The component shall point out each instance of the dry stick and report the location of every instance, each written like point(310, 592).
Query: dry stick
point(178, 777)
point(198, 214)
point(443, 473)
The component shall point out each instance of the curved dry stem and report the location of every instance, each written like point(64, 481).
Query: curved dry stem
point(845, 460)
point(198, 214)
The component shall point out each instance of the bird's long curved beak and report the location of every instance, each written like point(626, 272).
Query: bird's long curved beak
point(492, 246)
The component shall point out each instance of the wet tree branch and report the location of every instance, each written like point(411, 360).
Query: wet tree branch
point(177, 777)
****
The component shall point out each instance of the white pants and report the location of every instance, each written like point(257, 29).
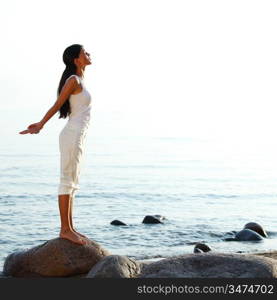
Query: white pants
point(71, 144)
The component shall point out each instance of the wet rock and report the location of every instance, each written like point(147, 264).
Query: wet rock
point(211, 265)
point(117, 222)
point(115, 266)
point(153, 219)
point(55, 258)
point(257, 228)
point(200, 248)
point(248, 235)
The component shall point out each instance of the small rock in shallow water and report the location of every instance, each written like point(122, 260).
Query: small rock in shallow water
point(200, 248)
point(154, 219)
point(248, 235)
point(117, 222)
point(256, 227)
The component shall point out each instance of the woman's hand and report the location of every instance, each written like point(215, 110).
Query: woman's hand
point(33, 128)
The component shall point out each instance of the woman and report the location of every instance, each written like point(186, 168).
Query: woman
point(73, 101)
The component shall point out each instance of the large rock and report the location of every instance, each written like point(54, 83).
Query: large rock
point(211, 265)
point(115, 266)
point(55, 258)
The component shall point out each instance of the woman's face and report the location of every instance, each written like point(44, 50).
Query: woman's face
****
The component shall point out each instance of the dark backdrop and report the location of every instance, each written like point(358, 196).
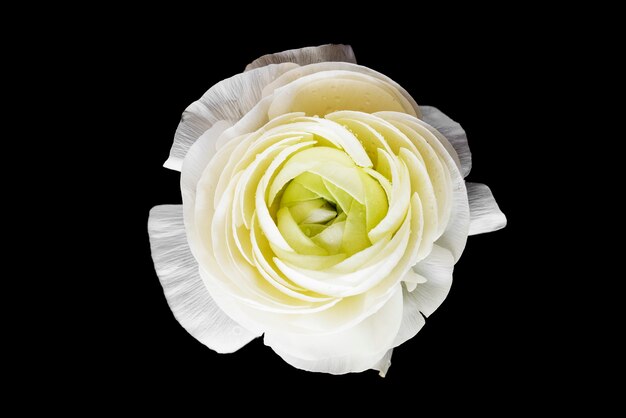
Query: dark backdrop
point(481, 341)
****
What is asked
Arrange the records as a Markdown table with the columns Row and Entry, starting with the line that contains "The component shall point out each instance of the dry" and going on through the line that contains "point(177, 777)", both included. Number each line and leave out any blank lines.

Expected answer
| Row | Entry |
|---|---|
| 1 | The component shall point out each instance of the dry stick and report the location of every instance, each written like point(310, 592). |
| 2 | Query: dry stick |
| 3 | point(178, 777) |
| 4 | point(198, 214) |
| 5 | point(443, 473) |
| 6 | The component shall point out each instance of the curved dry stem and report the location of every instance, each written like point(64, 481). |
| 7 | Query: curved dry stem |
| 8 | point(845, 460) |
| 9 | point(198, 214) |
| 10 | The component shall point out each instance of the bird's long curved beak and report the location of every instance, each written like point(626, 272). |
| 11 | Query: bird's long curved beak |
| 12 | point(492, 246) |
| 13 | The component shall point out each instance of the wet tree branch and report the location of every instance, each written like point(411, 360). |
| 14 | Query: wet tree branch |
| 15 | point(177, 777) |